# ka24e idle problem



## -KyrioS- (Jun 30, 2008)

well, i'll be brief ... i have a 240sx with da ka24e, it runs good on cold... when temp gauge is at normal it starts choking in low speed... its automatic. On cold its around 800 rpm and when i shift to D drops to 600 rpm, but when i drive it around 20 minutes, if i shift to N, the revs go up to 1200 more, i shift to D to advance, drops to 500 rpm, press the gas and it chokes, smoggs black (excesive gas) and die.
I've replaced Coil, distributor cap, several vacuum lines, i've cleaned the IAC(idle air control), spark plugs, air filter, gas filter, gas pump, fuel injection relays, MAF, checked injectors and connectors (good)... everythong seems to be normal, but it gets temperature and it starts failing... i'm trying to adjust TPS, i have Chilton manual n i found an article at other forum to adjust TPS ... but the readings that i get aren't coherent with both texts, trying to adjust idle, with TPS disconnected, idle its not changing while im turning the screw... last time engine died when i disconnected it, and after it stayed very low on revs, and i didn't get any reading on the voltmeter.

i said that i'd be brief, but it's starting to pzz me off and i need some help, i'm working thing by thing and that's what i've been doing and still is failing...


----------



## rogoman (Dec 16, 2004)

Check the temperature sensor for the ECU. There are two sensors side by side; it's the larger one. Do a resistance check:
- cold: 2.1 - 2.9 K ohms
- hot: 0.30 - 0.33 K ohms


----------



## -KyrioS- (Jun 30, 2008)

hhahahaha yeess!!! thx rogoman it was the temp sensor... thx bro... now i'm in streets again XD


----------



## -KyrioS- (Jun 30, 2008)

i wasn't getting any resistance on the old one!! 0 !!!


----------



## tommyboy623 (May 11, 2009)

air temp sensor.i would start with that..had the same pro. on my 94 hb 4x4..had a k&n and put it back in when it wasnt all the way dry..i know stupid...(and im from az that makes it worse)lol


----------

» **STATED PROBLEM A**:
Can you format the records below, from the line containing "Please identify the small plant" through the end of the records, as a two-column CSV with the columns request and points? Give one row per request, with each field quoted and line breaks turned into spaces, and leave the pictures out.

Pointing dataset excerpts

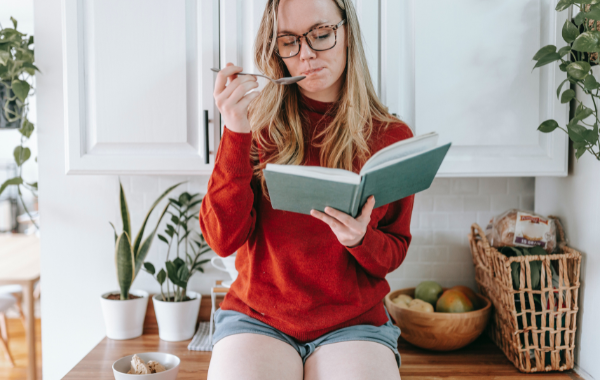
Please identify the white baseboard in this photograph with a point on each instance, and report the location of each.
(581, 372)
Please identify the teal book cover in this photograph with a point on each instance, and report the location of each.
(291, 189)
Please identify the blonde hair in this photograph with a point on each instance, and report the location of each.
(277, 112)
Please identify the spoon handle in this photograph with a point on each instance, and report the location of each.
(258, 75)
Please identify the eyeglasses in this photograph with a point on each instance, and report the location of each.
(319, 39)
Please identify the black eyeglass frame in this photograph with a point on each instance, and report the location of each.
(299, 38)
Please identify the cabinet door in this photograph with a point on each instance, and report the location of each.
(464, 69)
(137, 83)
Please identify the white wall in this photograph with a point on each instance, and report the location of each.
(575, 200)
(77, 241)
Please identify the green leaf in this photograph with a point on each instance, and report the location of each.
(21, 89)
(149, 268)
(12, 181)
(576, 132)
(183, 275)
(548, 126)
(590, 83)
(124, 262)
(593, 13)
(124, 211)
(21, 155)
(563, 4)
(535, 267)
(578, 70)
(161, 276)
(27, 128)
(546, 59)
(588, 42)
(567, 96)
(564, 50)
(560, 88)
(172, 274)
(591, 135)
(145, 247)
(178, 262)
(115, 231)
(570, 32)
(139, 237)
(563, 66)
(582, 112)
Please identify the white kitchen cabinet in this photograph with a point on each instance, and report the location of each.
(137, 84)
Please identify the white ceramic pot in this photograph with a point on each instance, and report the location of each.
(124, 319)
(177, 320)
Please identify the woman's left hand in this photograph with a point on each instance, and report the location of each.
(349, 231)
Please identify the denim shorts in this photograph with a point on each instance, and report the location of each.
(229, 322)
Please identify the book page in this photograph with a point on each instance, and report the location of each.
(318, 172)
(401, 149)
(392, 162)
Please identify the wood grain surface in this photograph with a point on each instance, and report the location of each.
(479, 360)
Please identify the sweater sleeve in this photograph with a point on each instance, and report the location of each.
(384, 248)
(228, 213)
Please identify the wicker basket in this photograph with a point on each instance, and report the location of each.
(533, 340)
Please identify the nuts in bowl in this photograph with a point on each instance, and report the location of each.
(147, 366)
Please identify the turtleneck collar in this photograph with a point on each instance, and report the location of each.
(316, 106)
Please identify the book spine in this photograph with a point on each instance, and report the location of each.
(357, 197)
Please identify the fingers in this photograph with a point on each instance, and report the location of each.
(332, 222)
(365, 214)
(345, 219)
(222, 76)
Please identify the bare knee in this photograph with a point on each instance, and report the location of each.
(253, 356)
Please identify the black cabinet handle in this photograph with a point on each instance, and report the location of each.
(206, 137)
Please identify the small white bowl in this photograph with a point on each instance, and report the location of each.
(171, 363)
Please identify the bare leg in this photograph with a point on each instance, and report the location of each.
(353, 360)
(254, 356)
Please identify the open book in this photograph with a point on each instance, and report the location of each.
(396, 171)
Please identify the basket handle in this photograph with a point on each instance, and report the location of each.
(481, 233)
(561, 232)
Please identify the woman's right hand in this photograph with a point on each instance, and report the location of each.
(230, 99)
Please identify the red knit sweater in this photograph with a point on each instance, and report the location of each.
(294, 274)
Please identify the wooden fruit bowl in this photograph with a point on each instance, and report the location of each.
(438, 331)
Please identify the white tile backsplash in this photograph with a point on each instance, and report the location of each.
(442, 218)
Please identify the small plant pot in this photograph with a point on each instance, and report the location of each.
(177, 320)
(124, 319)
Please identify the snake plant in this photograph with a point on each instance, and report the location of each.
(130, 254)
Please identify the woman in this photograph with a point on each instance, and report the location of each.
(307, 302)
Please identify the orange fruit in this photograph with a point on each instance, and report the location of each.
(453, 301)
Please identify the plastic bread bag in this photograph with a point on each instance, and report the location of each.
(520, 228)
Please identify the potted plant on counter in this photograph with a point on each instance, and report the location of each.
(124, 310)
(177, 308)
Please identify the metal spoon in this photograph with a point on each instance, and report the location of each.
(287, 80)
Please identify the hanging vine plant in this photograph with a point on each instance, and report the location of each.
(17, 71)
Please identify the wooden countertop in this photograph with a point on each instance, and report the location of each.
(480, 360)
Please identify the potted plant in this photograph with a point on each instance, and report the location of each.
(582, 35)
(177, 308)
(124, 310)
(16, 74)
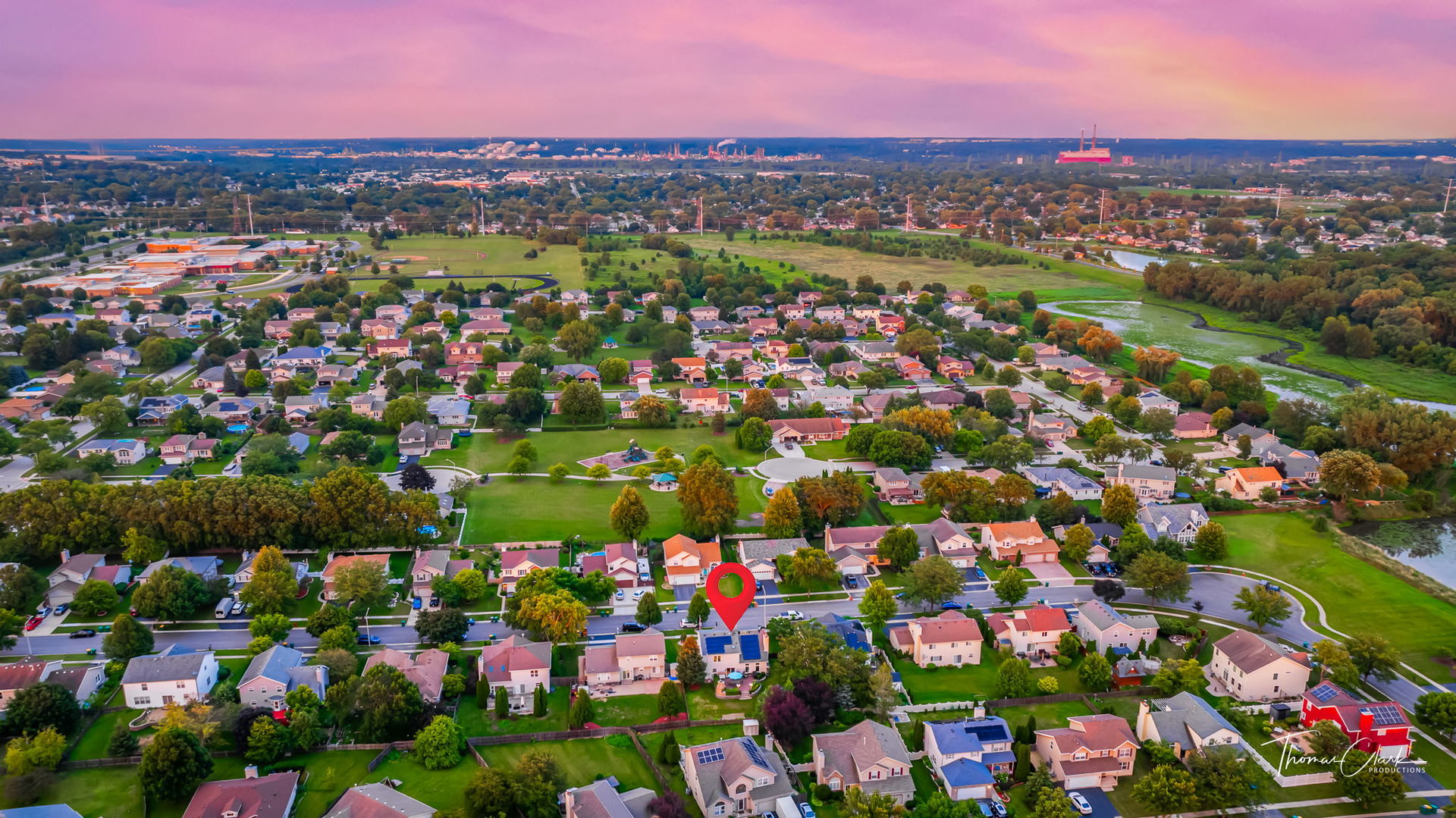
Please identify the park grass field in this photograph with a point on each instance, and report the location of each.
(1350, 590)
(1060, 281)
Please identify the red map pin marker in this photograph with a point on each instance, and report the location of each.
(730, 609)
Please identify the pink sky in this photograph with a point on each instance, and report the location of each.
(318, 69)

» **STATED PROBLEM B**:
In the idle problem thread, what resistance range does rogoman give for the ECU temperature sensor when hot?

» **EXERCISE RESPONSE A**:
request,points
"Please identify the small plant pot in this photograph with a point on each instance, and report the location of each.","(177, 320) (124, 319)"
"Please identify the snake plant in this photograph with a point on each instance, and report the location of each.","(130, 254)"
"Please identify the woman in this photograph with a point on each instance, and report the location of each.","(307, 302)"
"Please identify the orange fruit in this photograph with a point on each instance, and report the location of each.","(453, 301)"
"Please identify the plastic bread bag in this photograph with a point on each instance, and report the location of each.","(520, 228)"
"Please identify the potted plant on counter in this photograph with a point on each instance, and report the location of each.","(124, 310) (177, 308)"
"Please identify the metal spoon in this photograph with a point on each instance, and report the location of each.","(287, 80)"
"Please identify the hanging vine plant in this photograph with a point on each instance, and report the location of each.","(17, 71)"
"Please identify the wooden countertop in this photograph with a point on each instance, and report the location of each.","(480, 360)"
"Please identify the potted plant in this photograph with a point on each instance, and report the location of each.","(582, 35) (177, 308) (124, 310) (16, 74)"
"Please identify the park grass field in this photograph with a point on each instance, and report the location of each.","(1350, 590) (1060, 281)"
"Please identify the red map pin marker in this photograph with a point on each instance, and report the location of each.","(730, 609)"
"Please identify the pink sky in this photograph with a point on each instance, and report the location of each.","(318, 69)"

» **EXERCISE RESPONSE B**:
0.30 - 0.33 K ohms